(TASK REQUIREMENTS)
Write the records out again, precisely as they stand.

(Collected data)

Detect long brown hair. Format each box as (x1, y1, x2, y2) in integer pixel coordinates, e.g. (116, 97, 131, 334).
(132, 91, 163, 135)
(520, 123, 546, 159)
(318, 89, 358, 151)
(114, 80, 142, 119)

(EXERCISE SOLUTION)
Detect long brown hair. Format each box as (x1, y1, x2, y2) in integer pixel coordinates, e.g. (116, 97, 131, 334).
(132, 91, 163, 135)
(520, 123, 546, 159)
(318, 89, 358, 151)
(114, 80, 142, 119)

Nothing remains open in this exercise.